[GOAL]: Give every entry again, word for word and in full.

━━━━━━━━

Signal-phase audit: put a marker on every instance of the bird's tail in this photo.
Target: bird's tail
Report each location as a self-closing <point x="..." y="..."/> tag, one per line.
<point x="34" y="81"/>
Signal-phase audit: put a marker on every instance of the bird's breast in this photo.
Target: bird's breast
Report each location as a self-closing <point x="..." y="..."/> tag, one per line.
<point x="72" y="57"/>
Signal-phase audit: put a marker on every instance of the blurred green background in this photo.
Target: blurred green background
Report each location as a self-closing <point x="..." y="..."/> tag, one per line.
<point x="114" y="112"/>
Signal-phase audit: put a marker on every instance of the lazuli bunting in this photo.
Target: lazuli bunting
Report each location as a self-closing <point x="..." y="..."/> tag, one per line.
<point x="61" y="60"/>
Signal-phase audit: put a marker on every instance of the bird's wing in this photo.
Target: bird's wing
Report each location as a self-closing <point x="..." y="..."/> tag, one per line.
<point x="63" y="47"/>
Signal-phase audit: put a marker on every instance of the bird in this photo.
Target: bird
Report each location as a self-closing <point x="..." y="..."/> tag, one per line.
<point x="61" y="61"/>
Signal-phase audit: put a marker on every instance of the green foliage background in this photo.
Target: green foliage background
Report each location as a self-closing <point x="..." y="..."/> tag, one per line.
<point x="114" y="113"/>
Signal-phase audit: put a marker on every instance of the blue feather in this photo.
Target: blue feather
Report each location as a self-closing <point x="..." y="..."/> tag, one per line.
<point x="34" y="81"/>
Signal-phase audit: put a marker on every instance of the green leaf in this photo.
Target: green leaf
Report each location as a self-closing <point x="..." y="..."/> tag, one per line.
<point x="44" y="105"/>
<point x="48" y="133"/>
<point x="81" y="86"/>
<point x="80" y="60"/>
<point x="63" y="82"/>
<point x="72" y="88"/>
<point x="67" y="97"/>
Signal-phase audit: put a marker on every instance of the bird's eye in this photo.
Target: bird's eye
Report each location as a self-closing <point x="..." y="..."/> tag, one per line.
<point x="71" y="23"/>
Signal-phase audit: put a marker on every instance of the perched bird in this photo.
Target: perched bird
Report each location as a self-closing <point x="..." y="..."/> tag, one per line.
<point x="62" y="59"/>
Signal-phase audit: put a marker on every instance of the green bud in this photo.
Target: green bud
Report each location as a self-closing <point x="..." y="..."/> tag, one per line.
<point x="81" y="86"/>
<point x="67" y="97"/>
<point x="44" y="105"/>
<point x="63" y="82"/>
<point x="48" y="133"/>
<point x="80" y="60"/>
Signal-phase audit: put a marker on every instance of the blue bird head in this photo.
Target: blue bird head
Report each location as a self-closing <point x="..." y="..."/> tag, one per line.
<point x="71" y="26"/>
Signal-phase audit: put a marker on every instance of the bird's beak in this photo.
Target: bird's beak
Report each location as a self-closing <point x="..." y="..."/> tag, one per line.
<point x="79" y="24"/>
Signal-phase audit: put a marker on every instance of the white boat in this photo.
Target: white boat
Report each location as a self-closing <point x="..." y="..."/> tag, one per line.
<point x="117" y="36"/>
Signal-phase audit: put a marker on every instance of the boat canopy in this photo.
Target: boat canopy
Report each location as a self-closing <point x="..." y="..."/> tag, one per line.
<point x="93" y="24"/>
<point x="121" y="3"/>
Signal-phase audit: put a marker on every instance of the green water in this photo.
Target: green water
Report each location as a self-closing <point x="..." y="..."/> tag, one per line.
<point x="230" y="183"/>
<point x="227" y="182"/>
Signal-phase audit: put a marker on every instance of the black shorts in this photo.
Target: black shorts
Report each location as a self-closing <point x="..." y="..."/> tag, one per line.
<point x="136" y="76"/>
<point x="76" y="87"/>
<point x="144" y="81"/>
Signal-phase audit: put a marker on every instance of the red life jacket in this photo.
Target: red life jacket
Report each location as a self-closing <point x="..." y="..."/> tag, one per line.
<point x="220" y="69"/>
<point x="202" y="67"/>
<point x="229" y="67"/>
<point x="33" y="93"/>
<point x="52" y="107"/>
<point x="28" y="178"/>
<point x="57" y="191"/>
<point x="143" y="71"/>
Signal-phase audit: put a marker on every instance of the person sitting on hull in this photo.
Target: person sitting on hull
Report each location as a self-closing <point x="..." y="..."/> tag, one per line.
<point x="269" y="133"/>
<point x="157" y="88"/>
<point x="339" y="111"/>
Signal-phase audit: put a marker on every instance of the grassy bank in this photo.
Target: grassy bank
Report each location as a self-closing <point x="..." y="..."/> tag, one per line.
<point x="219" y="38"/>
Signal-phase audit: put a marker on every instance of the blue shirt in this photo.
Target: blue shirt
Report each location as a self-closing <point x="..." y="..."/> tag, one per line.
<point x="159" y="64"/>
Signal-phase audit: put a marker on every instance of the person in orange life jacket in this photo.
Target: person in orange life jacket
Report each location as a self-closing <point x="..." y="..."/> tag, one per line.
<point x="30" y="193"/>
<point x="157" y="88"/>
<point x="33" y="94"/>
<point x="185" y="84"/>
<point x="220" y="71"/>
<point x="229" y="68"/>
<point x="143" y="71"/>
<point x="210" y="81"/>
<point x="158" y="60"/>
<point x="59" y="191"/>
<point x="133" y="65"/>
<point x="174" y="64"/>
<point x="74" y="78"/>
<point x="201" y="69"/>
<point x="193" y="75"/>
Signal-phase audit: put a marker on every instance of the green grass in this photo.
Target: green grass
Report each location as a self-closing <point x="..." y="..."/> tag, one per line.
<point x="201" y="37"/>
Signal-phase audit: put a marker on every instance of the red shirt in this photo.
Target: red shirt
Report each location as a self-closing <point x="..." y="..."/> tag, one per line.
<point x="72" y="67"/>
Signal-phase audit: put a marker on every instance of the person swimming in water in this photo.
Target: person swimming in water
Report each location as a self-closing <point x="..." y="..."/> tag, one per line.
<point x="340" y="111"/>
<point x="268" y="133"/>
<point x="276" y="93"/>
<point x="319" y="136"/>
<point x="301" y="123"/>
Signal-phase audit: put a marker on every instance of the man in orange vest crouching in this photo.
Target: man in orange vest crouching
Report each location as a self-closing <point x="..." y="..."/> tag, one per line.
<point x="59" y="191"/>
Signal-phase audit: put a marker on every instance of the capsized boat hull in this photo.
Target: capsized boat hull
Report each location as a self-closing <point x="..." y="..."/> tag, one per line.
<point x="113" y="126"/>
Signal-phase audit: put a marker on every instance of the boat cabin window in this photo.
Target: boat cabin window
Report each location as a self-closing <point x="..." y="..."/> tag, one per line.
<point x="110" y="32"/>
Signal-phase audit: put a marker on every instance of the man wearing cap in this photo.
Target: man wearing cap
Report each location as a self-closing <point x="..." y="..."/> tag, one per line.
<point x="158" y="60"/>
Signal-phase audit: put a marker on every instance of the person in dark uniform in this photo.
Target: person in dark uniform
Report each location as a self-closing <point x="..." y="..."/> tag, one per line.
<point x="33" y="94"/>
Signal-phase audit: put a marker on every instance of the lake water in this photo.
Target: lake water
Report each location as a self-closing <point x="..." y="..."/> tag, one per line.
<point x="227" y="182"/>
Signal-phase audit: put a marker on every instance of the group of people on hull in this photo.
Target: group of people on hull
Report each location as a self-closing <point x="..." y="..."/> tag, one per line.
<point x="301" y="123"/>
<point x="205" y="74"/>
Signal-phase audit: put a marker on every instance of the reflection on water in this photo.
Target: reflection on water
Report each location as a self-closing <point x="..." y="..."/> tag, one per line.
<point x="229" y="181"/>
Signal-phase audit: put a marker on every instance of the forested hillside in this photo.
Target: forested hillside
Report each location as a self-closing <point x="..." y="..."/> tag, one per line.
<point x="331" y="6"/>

━━━━━━━━

[TASK RESULT]:
Signal-phase audit: put a marker on every instance of the bird's tail in this photo.
Target: bird's tail
Report each location as a self-closing <point x="..." y="..."/> tag, one per line.
<point x="34" y="81"/>
Signal-phase audit: put a marker on every instance of the bird's breast in this photo.
Target: bird's breast
Report each location as a self-closing <point x="..." y="..."/> tag, one per line.
<point x="72" y="57"/>
Signal-phase audit: put a marker on every instance of the blurred green background in this photo.
Target: blurred green background
Report each location as a self-closing <point x="..." y="..."/> tag, one per line.
<point x="114" y="112"/>
Signal-phase audit: put a marker on every instance of the lazuli bunting in this photo.
Target: lazuli bunting
Report each location as a self-closing <point x="..." y="..."/> tag, one per line.
<point x="61" y="60"/>
Signal-phase audit: put a marker on every instance of the bird's wing in this photo.
Target: bird's wing
Report each location as a self-closing <point x="..." y="..."/> tag, one per line.
<point x="63" y="47"/>
Signal-phase audit: put a marker on every instance of the bird in this photo.
Target: bird
Report each location as a self-closing <point x="..." y="..."/> tag, one per line.
<point x="61" y="61"/>
Signal-phase audit: put a marker on every instance of the green foliage background in this photo.
Target: green foliage background
Report each location as a self-closing <point x="..." y="..."/> tag, one per line.
<point x="114" y="113"/>
Signal-phase audit: put a marker on every instance of the blue feather in this photo.
Target: blue feather
Report each location as a self-closing <point x="..." y="..."/> tag, one per line.
<point x="34" y="81"/>
Signal-phase audit: put a marker on every instance of the green leaf in this photo.
Target: green leaf
Report each location as a self-closing <point x="..." y="..."/> tag, one per line.
<point x="44" y="105"/>
<point x="48" y="133"/>
<point x="81" y="86"/>
<point x="80" y="60"/>
<point x="63" y="82"/>
<point x="72" y="88"/>
<point x="67" y="97"/>
Signal-phase audit: put a marker on every instance of the bird's eye in this photo.
Target: bird's eye
Report each location as a self-closing <point x="..." y="..."/> tag, one per line.
<point x="71" y="23"/>
Signal-phase audit: put a marker on every instance of the perched bird in this photo.
Target: perched bird
Report each location as a self-closing <point x="..." y="..."/> tag, one per line.
<point x="62" y="59"/>
Signal-phase audit: put a marker on every instance of the green bud in this photo.
Target: green bud
Report each location as a self-closing <point x="..." y="..."/> tag, one per line.
<point x="81" y="86"/>
<point x="67" y="97"/>
<point x="44" y="105"/>
<point x="63" y="82"/>
<point x="48" y="133"/>
<point x="80" y="60"/>
Signal-phase audit: put a marker on every instance of the blue bird head in this photo.
Target: blue bird head
Report each location as a self-closing <point x="..." y="..."/> tag, one per line.
<point x="71" y="26"/>
Signal-phase audit: put a marker on every instance of the bird's beak in this photo.
Target: bird's beak
Report each location as a self-closing <point x="..." y="..."/> tag, one per line.
<point x="79" y="24"/>
Signal-phase audit: put a marker on every instance of the white boat in this photo.
Target: white boat
Report each location as a self-closing <point x="..." y="..."/> tag, one per line.
<point x="117" y="36"/>
Signal-phase audit: put a marker on every instance of the boat canopy in this photo.
Target: boat canopy
Report each location as a self-closing <point x="..." y="..."/> tag, one per line.
<point x="93" y="24"/>
<point x="121" y="3"/>
Signal-phase audit: put a marker on every instance of the green water in this photo.
Target: green water
Report each location as a self-closing <point x="..." y="..."/> tag, one per line.
<point x="230" y="183"/>
<point x="227" y="182"/>
Signal-phase audit: put a marker on every instance of the black shorts in this photo.
Target: black shorts
Report each location as a self-closing <point x="..." y="..."/> tag, one per line.
<point x="136" y="76"/>
<point x="76" y="87"/>
<point x="144" y="81"/>
Signal-phase audit: put a marker on every instance of the red life jacket in this photo.
Target: red life jacket
Report each location as a self-closing <point x="..." y="..."/> tag, one per line.
<point x="220" y="69"/>
<point x="202" y="67"/>
<point x="229" y="67"/>
<point x="33" y="93"/>
<point x="52" y="107"/>
<point x="28" y="178"/>
<point x="57" y="191"/>
<point x="143" y="71"/>
Signal-phase audit: put a marker on every instance of the person sitting on hull in this photo.
Target: person sitting on hull
Report each location as a self-closing <point x="..." y="..."/> tag, one per line.
<point x="269" y="133"/>
<point x="157" y="88"/>
<point x="339" y="111"/>
Signal-phase audit: put a marker on every instance of the grassy bank in this photo.
Target: grassy bank
Report each location as a self-closing <point x="..." y="..."/> tag, one per line.
<point x="219" y="38"/>
Signal-phase audit: put a marker on every instance of the blue shirt in this photo.
Target: blue shirt
Report each location as a self-closing <point x="..." y="..."/> tag, one per line.
<point x="159" y="64"/>
Signal-phase audit: put a marker on every instance of the person in orange life jacket in this photo.
Target: person in orange life jacket
Report each location as a self-closing <point x="..." y="..."/> tag, one per line.
<point x="30" y="193"/>
<point x="157" y="88"/>
<point x="33" y="94"/>
<point x="185" y="84"/>
<point x="220" y="71"/>
<point x="229" y="68"/>
<point x="143" y="71"/>
<point x="210" y="81"/>
<point x="158" y="60"/>
<point x="59" y="191"/>
<point x="133" y="65"/>
<point x="174" y="64"/>
<point x="74" y="78"/>
<point x="201" y="69"/>
<point x="193" y="75"/>
Signal-phase audit: put a marker on every instance of the green grass in this photo.
Target: green grass
Report each location as a self-closing <point x="..." y="..."/> tag, one per line.
<point x="201" y="37"/>
Signal-phase audit: put a marker on every instance of the red shirt in this photo.
Target: red shirt
Report each location as a self-closing <point x="..." y="..."/> tag, one per line.
<point x="72" y="67"/>
Signal-phase audit: put a marker on every instance of the person swimming in water in this photo.
Target: person swimming in water
Report each location as a self-closing <point x="..." y="..."/> tag, one per line.
<point x="340" y="111"/>
<point x="268" y="133"/>
<point x="276" y="93"/>
<point x="319" y="136"/>
<point x="301" y="123"/>
Signal-phase audit: put a marker on every instance of the man in orange vest crouching in this photo.
Target: man in orange vest crouching
Report each location as a self-closing <point x="..." y="..."/> tag, one per line.
<point x="59" y="191"/>
Signal-phase audit: put a marker on every instance of the capsized boat hull in this photo.
Target: capsized boat hull
Report each location as a self-closing <point x="..." y="..."/> tag, one per line.
<point x="113" y="126"/>
Signal-phase audit: put a marker on every instance of the boat cabin window in this photo.
Target: boat cabin window
Report each location as a self-closing <point x="..." y="..."/> tag, one per line.
<point x="110" y="32"/>
Signal-phase audit: put a marker on every instance of the man wearing cap in this photo.
Target: man wearing cap
Report each location as a self-closing <point x="..." y="..."/> tag, one per line.
<point x="158" y="60"/>
Signal-phase audit: put a marker on every instance of the person in dark uniform in this photo.
Target: person in dark uniform
Report each location as a self-closing <point x="..." y="..."/> tag, one per line.
<point x="33" y="94"/>
Signal-phase audit: put a marker on every instance of the lake water in this photo.
Target: lake water
Report each location as a self-closing <point x="..." y="..."/> tag, one per line.
<point x="227" y="182"/>
Signal-phase audit: put a marker on every instance of the group of people on hull in this photo.
Target: group of people on hull
Report each location as a self-closing <point x="..." y="..."/> tag, one per line.
<point x="301" y="123"/>
<point x="205" y="74"/>
Signal-phase audit: put a marker on every instance of the reflection on water in this photo.
Target: reflection on water
Report each location as a self-closing <point x="..." y="..."/> tag, one per line.
<point x="229" y="181"/>
Signal-phase audit: put a marker on every instance of the forested hillside in this photo.
Target: forested hillside
Report each location as a self-closing <point x="..." y="..."/> tag, one per line.
<point x="331" y="6"/>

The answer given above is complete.